Turn every line of the entries below into a Markdown table with the columns Index and Text, numbering the rows in order and leaving out blank lines.

==== INFORMATION PROVIDED ====

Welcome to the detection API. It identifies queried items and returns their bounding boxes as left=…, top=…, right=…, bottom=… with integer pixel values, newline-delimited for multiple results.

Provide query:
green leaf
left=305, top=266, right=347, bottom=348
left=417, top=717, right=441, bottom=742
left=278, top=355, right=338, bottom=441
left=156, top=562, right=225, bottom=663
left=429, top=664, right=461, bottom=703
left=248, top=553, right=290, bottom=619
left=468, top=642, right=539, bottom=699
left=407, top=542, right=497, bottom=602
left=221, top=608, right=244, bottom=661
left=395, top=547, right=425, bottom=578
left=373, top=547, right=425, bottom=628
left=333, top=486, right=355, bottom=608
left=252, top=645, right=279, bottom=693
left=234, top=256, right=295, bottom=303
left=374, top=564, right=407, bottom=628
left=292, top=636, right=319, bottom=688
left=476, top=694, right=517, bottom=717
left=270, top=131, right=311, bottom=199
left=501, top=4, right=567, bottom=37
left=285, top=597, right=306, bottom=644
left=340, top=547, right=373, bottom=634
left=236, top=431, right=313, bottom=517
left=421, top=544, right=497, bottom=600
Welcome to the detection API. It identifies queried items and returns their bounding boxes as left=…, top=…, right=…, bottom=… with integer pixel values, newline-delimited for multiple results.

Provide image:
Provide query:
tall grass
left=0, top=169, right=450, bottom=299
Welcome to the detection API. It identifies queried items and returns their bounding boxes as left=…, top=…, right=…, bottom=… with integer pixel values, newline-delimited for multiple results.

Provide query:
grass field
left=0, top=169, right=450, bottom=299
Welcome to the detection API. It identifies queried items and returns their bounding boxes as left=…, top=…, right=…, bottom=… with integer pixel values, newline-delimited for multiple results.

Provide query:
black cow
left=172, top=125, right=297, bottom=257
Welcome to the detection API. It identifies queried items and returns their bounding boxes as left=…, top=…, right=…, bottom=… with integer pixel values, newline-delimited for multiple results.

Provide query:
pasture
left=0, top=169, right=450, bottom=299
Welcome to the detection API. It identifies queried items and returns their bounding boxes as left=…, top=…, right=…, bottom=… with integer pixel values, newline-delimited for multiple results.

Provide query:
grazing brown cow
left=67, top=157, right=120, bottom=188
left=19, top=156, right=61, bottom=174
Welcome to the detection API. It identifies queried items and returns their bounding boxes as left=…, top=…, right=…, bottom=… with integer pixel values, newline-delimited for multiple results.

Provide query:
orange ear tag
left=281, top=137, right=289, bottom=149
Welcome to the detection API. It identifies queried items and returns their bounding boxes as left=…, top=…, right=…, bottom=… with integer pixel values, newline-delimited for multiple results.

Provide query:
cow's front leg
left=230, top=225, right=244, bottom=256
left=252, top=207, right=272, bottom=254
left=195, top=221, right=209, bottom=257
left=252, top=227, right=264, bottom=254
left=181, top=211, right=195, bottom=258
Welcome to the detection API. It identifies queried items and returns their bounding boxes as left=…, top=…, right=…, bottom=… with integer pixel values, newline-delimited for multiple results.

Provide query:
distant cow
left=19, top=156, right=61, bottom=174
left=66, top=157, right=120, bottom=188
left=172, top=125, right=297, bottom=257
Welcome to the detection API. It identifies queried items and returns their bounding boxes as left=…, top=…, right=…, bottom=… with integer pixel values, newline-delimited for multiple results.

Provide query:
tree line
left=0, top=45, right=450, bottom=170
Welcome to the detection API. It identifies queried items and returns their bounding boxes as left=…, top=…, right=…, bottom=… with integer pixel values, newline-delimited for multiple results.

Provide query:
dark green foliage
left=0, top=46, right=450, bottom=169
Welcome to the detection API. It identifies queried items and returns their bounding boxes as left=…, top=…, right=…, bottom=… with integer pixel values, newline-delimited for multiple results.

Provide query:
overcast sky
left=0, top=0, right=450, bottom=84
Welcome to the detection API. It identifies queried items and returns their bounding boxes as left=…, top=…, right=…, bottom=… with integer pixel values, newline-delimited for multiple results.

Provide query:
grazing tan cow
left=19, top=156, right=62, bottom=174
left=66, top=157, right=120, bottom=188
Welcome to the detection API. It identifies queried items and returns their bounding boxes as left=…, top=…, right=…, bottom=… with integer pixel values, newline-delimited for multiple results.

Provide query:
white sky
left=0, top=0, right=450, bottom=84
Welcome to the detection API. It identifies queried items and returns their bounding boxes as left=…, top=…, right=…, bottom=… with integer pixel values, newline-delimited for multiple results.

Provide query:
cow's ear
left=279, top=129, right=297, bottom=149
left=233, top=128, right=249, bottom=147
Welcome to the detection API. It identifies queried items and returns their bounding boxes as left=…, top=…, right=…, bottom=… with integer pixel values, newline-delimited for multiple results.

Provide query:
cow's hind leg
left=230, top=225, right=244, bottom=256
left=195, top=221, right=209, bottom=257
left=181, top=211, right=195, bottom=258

====

> [RESPONSE FOR THIS EXERCISE]:
| Index | Text |
|---|---|
| 1 | Welcome to the detection API. It identifies queried items and returns their bounding boxes as left=…, top=…, right=…, bottom=… with integer pixel values, newline-delimited for multiple results. |
| 2 | Provide query: |
| 3 | green leaf |
| 4 | left=305, top=266, right=347, bottom=348 |
| 5 | left=417, top=717, right=441, bottom=742 |
| 6 | left=278, top=355, right=338, bottom=441 |
| 7 | left=156, top=562, right=225, bottom=663 |
| 8 | left=429, top=664, right=461, bottom=703 |
| 9 | left=248, top=553, right=290, bottom=619 |
| 10 | left=468, top=642, right=539, bottom=699 |
| 11 | left=407, top=542, right=497, bottom=602 |
| 12 | left=221, top=608, right=244, bottom=661 |
| 13 | left=395, top=547, right=425, bottom=578 |
| 14 | left=373, top=547, right=425, bottom=628 |
| 15 | left=333, top=486, right=355, bottom=608 |
| 16 | left=252, top=645, right=279, bottom=693 |
| 17 | left=234, top=256, right=295, bottom=303 |
| 18 | left=374, top=564, right=407, bottom=628 |
| 19 | left=292, top=636, right=319, bottom=688 |
| 20 | left=476, top=694, right=517, bottom=717 |
| 21 | left=270, top=131, right=311, bottom=199 |
| 22 | left=501, top=4, right=567, bottom=37 |
| 23 | left=285, top=597, right=306, bottom=644 |
| 24 | left=340, top=547, right=373, bottom=634 |
| 25 | left=236, top=431, right=313, bottom=517 |
| 26 | left=421, top=544, right=497, bottom=600 |
| 27 | Welcome to the detection API. It identifies queried items and returns their bounding boxes as left=…, top=…, right=…, bottom=… with integer pixel values, newline-delimited for multiple results. |
| 28 | Provide image: |
| 29 | Provide query: |
| 30 | tall grass |
| 31 | left=0, top=169, right=450, bottom=299 |
| 32 | Welcome to the detection API. It identifies queried items and returns their bounding boxes as left=…, top=…, right=…, bottom=… with integer pixel values, newline-delimited for multiple results. |
| 33 | Provide query: |
| 34 | grass field |
| 35 | left=0, top=169, right=450, bottom=299 |
| 36 | Welcome to the detection API. It identifies queried items and returns their bounding boxes as left=…, top=…, right=…, bottom=… with integer pixel values, newline-delimited for multiple results. |
| 37 | Provide query: |
| 38 | black cow |
| 39 | left=172, top=125, right=297, bottom=257 |
| 40 | Welcome to the detection API. It identifies queried items and returns their bounding boxes as left=…, top=…, right=…, bottom=… with integer pixel values, newline-delimited for multiple results. |
| 41 | Provide query: |
| 42 | pasture |
| 43 | left=0, top=169, right=450, bottom=299 |
| 44 | Welcome to the detection API. It identifies queried items and returns their bounding boxes as left=…, top=…, right=…, bottom=… with integer pixel values, newline-delimited for multiple results. |
| 45 | Provide query: |
| 46 | grazing brown cow |
| 47 | left=67, top=157, right=120, bottom=188 |
| 48 | left=19, top=156, right=61, bottom=174 |
| 49 | Welcome to the detection API. It identifies queried items and returns their bounding boxes as left=…, top=…, right=…, bottom=… with integer pixel values, newline-delimited for multiple results. |
| 50 | Provide query: |
| 51 | orange ear tag |
| 52 | left=281, top=137, right=289, bottom=149 |
| 53 | Welcome to the detection API. It identifies queried items and returns their bounding boxes as left=…, top=…, right=…, bottom=… with integer pixel values, newline-delimited for multiple results. |
| 54 | Provide query: |
| 55 | cow's front leg |
| 56 | left=230, top=225, right=244, bottom=256 |
| 57 | left=252, top=207, right=272, bottom=254 |
| 58 | left=195, top=221, right=209, bottom=257 |
| 59 | left=252, top=227, right=264, bottom=254 |
| 60 | left=181, top=211, right=195, bottom=258 |
| 61 | Welcome to the detection API. It identifies queried items and returns their bounding boxes as left=…, top=…, right=…, bottom=… with integer pixel values, newline-delimited for multiple results. |
| 62 | Provide query: |
| 63 | distant cow |
| 64 | left=19, top=156, right=61, bottom=174 |
| 65 | left=66, top=157, right=120, bottom=188 |
| 66 | left=172, top=125, right=297, bottom=257 |
| 67 | Welcome to the detection API. It identifies queried items and returns their bounding boxes as left=…, top=…, right=…, bottom=… with integer pixel values, newline-delimited for multiple results. |
| 68 | Provide query: |
| 69 | tree line |
| 70 | left=0, top=45, right=450, bottom=170 |
| 71 | Welcome to the detection API. It identifies queried items and returns their bounding boxes as left=…, top=…, right=…, bottom=… with integer pixel values, newline-delimited for multiple results. |
| 72 | Provide query: |
| 73 | dark green foliage |
| 74 | left=0, top=46, right=450, bottom=169 |
| 75 | Welcome to the detection API. It identifies queried items and returns their bounding boxes as left=…, top=…, right=…, bottom=… with integer pixel values, newline-delimited for multiple results. |
| 76 | Provide query: |
| 77 | overcast sky |
| 78 | left=0, top=0, right=450, bottom=84 |
| 79 | Welcome to the detection API. It identifies queried items and returns their bounding boxes as left=…, top=…, right=…, bottom=… with integer pixel values, newline-delimited for multiple results. |
| 80 | Provide query: |
| 81 | grazing tan cow |
| 82 | left=19, top=156, right=62, bottom=174 |
| 83 | left=66, top=157, right=120, bottom=188 |
| 84 | Welcome to the detection API. It identifies queried items and returns their bounding boxes as left=…, top=…, right=…, bottom=… with integer pixel values, newline-delimited for multiple results. |
| 85 | Provide query: |
| 86 | white sky |
| 87 | left=0, top=0, right=450, bottom=84 |
| 88 | Welcome to the detection API. It identifies queried items and returns their bounding boxes as left=…, top=…, right=…, bottom=… with integer pixel values, newline-delimited for multiple results. |
| 89 | Provide query: |
| 90 | cow's ear |
| 91 | left=279, top=129, right=297, bottom=149 |
| 92 | left=233, top=128, right=249, bottom=147 |
| 93 | Welcome to the detection API. It identifies queried items and returns their bounding boxes as left=…, top=…, right=…, bottom=… with integer pixel values, newline-delimited for multiple results. |
| 94 | Provide query: |
| 95 | cow's hind leg |
| 96 | left=230, top=225, right=244, bottom=256 |
| 97 | left=195, top=221, right=209, bottom=257 |
| 98 | left=181, top=211, right=195, bottom=258 |